■ **Gösterilen Metin**
┌──

BOŞANMANIN GENEL VE ÖZEL SEBEPLERİ
- Beste Sanem ÇORBACIOĞLU
- 28 Tem
- 5 dakikada okunur

Boşanma, evlilik birliğinin hukuken sona erdirilmesi sürecidir. Türk Medeni Kanunu’nda boşanma nedenleri özel ve genel olarak iki başlıkta incelenmektedir. TMK’ da 161-166 maddeleri arasında düzenlenmiştir.
BOŞANMANIN GENEL SEBEPLERİ
Boşanmanın genel sebepleri kanunda tek tek sayılmamıştır.MK 166 kapsamında düzenlenmiştir.
· Evlilik birliğinin temelinden sarsılması (MK166/f.1)
Eşler ortak hayatı sürdüremeyecek derecede ve kendilerinden ortak hayatı sürdürmeleri beklenememesi halinde evlilik birliğinin temelinden sarsılması söz konusu olur ve eşlerden biri boşanma davası açabilir.
Evlilik birliğinin temelinden sarsılmasında sarsılmanın varlığını davacı ispat etmelidir.
Daha çok geçimsizlik şeklinde karşımıza çıkmaktadır.
Her aileye özgü olan evlilik birliğini temelinden sarsıcı sebeplerin hangi hallerde kabul edileceği hâkim tarafından belirlenmektedir. Bu sebeplerin ağır olması aranmaktadır.
Evlilik birliğinin temelinsen sarsılmasına hangi eylemler sebep olabilir?

└──

■ **Veri Listesi**
┌──

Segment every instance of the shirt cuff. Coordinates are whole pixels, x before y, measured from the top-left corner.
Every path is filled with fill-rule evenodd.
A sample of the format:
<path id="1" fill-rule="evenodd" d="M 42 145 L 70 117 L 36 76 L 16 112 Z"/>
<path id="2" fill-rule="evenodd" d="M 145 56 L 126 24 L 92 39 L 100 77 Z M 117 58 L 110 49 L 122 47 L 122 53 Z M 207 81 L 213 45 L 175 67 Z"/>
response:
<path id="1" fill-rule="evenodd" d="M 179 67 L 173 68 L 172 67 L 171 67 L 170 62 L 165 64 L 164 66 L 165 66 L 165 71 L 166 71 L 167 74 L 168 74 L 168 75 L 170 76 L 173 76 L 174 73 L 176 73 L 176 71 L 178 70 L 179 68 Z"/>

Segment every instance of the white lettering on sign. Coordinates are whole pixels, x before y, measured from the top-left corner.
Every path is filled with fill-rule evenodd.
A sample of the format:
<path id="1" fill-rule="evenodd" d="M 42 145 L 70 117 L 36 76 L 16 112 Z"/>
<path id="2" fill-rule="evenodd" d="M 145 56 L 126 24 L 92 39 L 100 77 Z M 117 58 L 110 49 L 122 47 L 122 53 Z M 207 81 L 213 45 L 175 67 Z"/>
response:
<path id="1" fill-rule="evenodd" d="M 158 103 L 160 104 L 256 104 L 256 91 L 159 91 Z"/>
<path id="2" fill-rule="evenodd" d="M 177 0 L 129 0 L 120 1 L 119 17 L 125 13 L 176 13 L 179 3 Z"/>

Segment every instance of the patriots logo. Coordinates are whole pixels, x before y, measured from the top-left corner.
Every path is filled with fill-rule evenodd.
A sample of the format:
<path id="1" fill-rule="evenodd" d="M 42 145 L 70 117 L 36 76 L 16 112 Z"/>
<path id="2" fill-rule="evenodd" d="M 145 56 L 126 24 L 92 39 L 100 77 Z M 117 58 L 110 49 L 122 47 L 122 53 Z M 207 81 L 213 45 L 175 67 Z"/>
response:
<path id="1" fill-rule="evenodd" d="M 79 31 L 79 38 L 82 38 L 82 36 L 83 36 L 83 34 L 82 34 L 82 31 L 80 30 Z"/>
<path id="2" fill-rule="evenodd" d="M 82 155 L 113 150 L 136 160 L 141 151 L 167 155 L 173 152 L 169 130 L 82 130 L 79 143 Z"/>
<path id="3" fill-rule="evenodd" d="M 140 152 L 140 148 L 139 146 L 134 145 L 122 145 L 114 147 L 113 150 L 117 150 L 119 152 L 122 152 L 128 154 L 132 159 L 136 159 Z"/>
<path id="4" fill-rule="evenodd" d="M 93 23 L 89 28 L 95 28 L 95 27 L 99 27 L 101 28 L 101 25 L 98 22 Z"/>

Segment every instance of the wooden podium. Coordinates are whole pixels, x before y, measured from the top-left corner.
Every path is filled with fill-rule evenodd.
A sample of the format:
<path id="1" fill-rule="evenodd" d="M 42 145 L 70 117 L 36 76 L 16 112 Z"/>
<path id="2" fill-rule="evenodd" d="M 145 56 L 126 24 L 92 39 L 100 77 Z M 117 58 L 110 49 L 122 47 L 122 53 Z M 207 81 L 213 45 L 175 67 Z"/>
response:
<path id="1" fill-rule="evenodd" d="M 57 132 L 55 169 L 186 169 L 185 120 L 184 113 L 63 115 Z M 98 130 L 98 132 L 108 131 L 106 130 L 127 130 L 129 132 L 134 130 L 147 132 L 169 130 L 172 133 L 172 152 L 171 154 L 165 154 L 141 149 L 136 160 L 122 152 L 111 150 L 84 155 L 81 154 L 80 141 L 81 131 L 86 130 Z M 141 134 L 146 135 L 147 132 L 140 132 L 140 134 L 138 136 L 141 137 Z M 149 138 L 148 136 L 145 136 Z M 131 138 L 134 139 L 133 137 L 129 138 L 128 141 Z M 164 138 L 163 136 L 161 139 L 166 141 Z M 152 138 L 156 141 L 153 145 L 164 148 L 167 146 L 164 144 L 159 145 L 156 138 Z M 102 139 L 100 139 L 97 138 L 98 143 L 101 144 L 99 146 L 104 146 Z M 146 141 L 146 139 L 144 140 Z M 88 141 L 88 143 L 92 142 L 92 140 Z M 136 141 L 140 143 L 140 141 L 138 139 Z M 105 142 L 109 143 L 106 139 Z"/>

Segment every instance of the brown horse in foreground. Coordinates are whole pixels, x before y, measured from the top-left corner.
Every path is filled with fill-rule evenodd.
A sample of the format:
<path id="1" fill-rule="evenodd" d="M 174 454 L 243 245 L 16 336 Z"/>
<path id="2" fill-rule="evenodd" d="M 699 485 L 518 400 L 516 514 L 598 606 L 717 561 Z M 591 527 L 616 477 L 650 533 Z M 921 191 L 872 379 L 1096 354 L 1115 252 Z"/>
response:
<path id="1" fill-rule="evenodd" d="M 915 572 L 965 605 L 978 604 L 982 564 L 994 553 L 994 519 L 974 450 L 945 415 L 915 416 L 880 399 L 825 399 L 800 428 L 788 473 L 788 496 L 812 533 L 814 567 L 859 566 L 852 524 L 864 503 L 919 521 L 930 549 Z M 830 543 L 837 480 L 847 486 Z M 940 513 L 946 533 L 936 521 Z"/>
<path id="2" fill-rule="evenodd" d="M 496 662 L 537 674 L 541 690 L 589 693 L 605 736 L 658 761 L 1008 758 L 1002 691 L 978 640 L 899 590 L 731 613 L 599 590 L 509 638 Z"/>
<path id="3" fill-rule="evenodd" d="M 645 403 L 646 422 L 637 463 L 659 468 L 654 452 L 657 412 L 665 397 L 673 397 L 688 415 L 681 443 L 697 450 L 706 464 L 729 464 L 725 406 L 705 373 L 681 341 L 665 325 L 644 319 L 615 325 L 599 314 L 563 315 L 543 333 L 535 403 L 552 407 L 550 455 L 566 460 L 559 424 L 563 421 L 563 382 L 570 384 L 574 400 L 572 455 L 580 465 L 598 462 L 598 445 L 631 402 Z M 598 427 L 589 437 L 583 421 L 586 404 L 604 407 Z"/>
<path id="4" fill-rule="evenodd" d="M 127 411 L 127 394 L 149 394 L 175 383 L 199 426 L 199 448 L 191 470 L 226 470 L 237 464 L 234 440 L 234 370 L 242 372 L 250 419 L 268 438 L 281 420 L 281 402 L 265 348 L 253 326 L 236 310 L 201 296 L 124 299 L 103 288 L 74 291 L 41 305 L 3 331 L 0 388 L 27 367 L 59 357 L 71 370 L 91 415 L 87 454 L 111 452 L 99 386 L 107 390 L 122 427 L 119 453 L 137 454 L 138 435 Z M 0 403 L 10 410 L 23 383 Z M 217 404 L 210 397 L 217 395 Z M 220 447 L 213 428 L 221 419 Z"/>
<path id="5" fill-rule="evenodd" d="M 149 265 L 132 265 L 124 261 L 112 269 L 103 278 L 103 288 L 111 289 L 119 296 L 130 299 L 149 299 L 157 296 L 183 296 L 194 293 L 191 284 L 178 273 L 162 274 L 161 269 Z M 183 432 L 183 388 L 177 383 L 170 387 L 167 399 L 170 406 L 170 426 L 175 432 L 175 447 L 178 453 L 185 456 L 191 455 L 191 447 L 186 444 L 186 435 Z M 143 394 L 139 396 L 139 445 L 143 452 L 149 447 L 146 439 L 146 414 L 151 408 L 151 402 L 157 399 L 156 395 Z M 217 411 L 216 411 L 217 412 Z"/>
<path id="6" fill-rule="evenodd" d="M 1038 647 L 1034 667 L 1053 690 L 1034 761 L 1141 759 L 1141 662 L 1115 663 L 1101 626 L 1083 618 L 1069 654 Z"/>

└──

■ **Alıştırmalar**
A: Boşanma sebepleri metnine göre aşağıdaki soruları cevaplayın:
(i) Türk Medeni Kanunu'nda boşanma hangi maddeler arasında düzenlenmiştir?
(ii) Evlilik birliğinin temelinden sarsılmasında sarsılmanın varlığını kim ispat etmelidir?
(iii) Evlilik birliğini temelinden sarsıcı sebeplerin hangi hallerde kabul edileceğini kim belirler?
B: Listede "Segment every instance of the patriots" ifadesini içeren satırdan "57 132 L 55" ifadesini içeren satıra kadar (bu satır dahil) olan satırları, boş satırları atlayarak, "No" ve "İçerik" sütunlarından oluşan bir Markdown tablosu olarak verin.
Metin ile liste arasında herhangi bir ilgi yoktur.

■ **Verilen Cevaplar**
A:
(i) 161-166 maddeleri arasında.
(ii) Davacı.
(iii) Hâkim.

B:
| No | İçerik |
|---|---|
| 1 | Segment every instance of the patriots logo. Coordinates are whole pixels, x before y, measured from the top-left corner. |
| 2 | Every path is filled with fill-rule evenodd. |
| 3 | A sample of the format: |
| 4 | <path id="1" fill-rule="evenodd" d="M 42 145 L 70 117 L 36 76 L 16 112 Z"/> |
| 5 | <path id="2" fill-rule="evenodd" d="M 145 56 L 126 24 L 92 39 L 100 77 Z M 117 58 L 110 49 L 122 47 L 122 53 Z M 207 81 L 213 45 L 175 67 Z"/> |
| 6 | response: |
| 7 | <path id="1" fill-rule="evenodd" d="M 79 31 L 79 38 L 82 38 L 82 36 L 83 36 L 83 34 L 82 34 L 82 31 L 80 30 Z"/> |
| 8 | <path id="2" fill-rule="evenodd" d="M 82 155 L 113 150 L 136 160 L 141 151 L 167 155 L 173 152 L 169 130 L 82 130 L 79 143 Z"/> |
| 9 | <path id="3" fill-rule="evenodd" d="M 140 152 L 140 148 L 139 146 L 134 145 L 122 145 L 114 147 L 113 150 L 117 150 L 119 152 L 122 152 L 128 154 L 132 159 L 136 159 Z"/> |
| 10 | <path id="4" fill-rule="evenodd" d="M 93 23 L 89 28 L 95 28 L 95 27 L 99 27 L 101 28 L 101 25 L 98 22 Z"/> |
| 11 | Segment every instance of the wooden podium. Coordinates are whole pixels, x before y, measured from the top-left corner. |
| 12 | Every path is filled with fill-rule evenodd. |
| 13 | A sample of the format: |
| 14 | <path id="1" fill-rule="evenodd" d="M 42 145 L 70 117 L 36 76 L 16 112 Z"/> |
| 15 | <path id="2" fill-rule="evenodd" d="M 145 56 L 126 24 L 92 39 L 100 77 Z M 117 58 L 110 49 L 122 47 L 122 53 Z M 207 81 L 213 45 L 175 67 Z"/> |
| 16 | response: |
| 17 | <path id="1" fill-rule="evenodd" d="M 57 132 L 55 169 L 186 169 L 185 120 L 184 113 L 63 115 Z M 98 130 L 98 132 L 108 131 L 106 130 L 127 130 L 129 132 L 134 130 L 147 132 L 169 130 L 172 133 L 172 152 L 171 154 L 165 154 L 141 149 L 136 160 L 122 152 L 111 150 L 84 155 L 81 154 L 80 141 L 81 131 L 86 130 Z M 141 134 L 146 135 L 147 132 L 140 132 L 140 134 L 138 136 L 141 137 Z M 149 138 L 148 136 L 145 136 Z M 131 138 L 134 139 L 133 137 L 129 138 L 128 141 Z M 164 138 L 163 136 L 161 139 L 166 141 Z M 152 138 L 156 141 L 153 145 L 164 148 L 167 146 L 164 144 L 159 145 L 156 138 Z M 102 139 L 100 139 L 97 138 L 98 143 L 101 144 L 99 146 L 104 146 Z M 146 141 L 146 139 L 144 140 Z M 88 141 L 88 143 L 92 142 L 92 140 Z M 136 141 L 140 143 L 140 141 L 138 139 Z M 105 142 L 109 143 L 106 139 Z"/> |